What is needed » Only the lines from the one that contains "Question: Can you locate the forest" to the end of the material below are wanted, each duplicated exactly.

************

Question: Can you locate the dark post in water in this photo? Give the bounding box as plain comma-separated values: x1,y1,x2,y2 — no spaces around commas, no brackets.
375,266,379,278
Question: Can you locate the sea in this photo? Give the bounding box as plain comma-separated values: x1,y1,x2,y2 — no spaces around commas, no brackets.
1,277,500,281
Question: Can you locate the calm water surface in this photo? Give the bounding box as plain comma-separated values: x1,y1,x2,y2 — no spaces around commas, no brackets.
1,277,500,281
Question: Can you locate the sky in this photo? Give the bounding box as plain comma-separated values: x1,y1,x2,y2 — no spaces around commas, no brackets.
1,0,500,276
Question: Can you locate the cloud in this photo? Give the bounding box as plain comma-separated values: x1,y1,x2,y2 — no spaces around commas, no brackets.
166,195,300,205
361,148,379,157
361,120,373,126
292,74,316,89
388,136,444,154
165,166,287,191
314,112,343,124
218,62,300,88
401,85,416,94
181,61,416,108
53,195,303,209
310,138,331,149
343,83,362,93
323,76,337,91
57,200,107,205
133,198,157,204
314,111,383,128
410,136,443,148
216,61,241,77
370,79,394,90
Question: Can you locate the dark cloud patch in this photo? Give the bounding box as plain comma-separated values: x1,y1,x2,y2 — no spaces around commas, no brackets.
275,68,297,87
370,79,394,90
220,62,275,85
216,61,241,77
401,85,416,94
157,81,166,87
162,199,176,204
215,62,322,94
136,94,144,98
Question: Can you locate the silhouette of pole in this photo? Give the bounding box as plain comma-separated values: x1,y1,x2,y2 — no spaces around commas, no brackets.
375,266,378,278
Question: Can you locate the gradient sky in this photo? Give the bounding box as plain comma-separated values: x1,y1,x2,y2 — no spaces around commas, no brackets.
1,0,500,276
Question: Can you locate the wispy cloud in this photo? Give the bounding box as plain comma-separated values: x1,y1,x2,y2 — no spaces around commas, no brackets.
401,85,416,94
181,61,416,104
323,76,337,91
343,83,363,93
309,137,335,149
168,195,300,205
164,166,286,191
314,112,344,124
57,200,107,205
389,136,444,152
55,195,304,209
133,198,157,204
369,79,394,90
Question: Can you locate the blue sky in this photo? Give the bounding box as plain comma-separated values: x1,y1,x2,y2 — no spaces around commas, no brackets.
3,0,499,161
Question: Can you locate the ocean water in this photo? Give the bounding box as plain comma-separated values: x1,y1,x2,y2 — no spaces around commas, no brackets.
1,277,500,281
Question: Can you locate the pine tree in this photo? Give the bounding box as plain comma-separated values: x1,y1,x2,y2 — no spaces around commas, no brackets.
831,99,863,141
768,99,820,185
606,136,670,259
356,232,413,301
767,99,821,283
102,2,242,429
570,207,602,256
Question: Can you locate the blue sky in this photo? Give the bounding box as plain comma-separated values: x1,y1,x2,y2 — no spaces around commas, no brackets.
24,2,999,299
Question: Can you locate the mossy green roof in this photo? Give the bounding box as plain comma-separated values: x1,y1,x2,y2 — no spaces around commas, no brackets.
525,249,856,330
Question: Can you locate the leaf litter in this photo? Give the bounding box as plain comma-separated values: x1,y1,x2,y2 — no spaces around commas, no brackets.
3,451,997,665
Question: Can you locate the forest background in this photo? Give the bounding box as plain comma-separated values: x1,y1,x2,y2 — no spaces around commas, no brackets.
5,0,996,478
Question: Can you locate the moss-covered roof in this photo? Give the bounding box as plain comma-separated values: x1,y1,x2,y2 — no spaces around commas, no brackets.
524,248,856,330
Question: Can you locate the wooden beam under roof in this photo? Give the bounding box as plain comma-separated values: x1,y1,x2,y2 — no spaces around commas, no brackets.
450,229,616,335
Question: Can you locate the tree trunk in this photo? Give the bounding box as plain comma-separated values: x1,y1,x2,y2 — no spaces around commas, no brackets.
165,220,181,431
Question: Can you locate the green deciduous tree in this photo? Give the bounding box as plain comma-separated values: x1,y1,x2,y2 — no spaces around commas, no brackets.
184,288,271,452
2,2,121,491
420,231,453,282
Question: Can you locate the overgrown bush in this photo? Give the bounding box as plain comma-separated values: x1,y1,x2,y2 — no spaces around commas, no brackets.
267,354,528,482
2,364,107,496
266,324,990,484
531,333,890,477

************

Worked solution »
Question: Can you locate the forest background in this photo? Give the bounding box as plain comma-separated values: x1,y1,x2,y2 — no spaces around commas, no brackets.
5,0,996,478
Question: Can you locate the moss-covered roof in this photo? Give the bounding box as plain comma-separated values: x1,y1,x2,y2 — no spaces around commas, no brackets.
524,248,856,330
Question: Can you locate the wooden beam under roof in this photo? Give the bounding box as plain comma-separated values: x1,y1,x2,y2 — no spaces around commas, no brackets.
450,229,616,335
Question: Can you locate the tree trunk in this photo? Give the bounding box as plain comma-separated values: x1,y1,x2,y2 — no spaces around commas, no brackets.
165,220,181,431
Question: Can you locate the green deciduous tree in this photo? Give the bounding box as plain comma-separated values: x1,y1,x2,y2 — no spaces around commas, no brackets.
184,288,271,452
2,2,121,491
420,231,453,282
Question: Can you locate the overgrown bush in this photo? Give the bounding box as plain comma-separated values: x1,y1,x2,y2 — no spaces around commas, no brackets.
267,354,528,482
2,364,107,496
266,324,990,484
531,333,890,477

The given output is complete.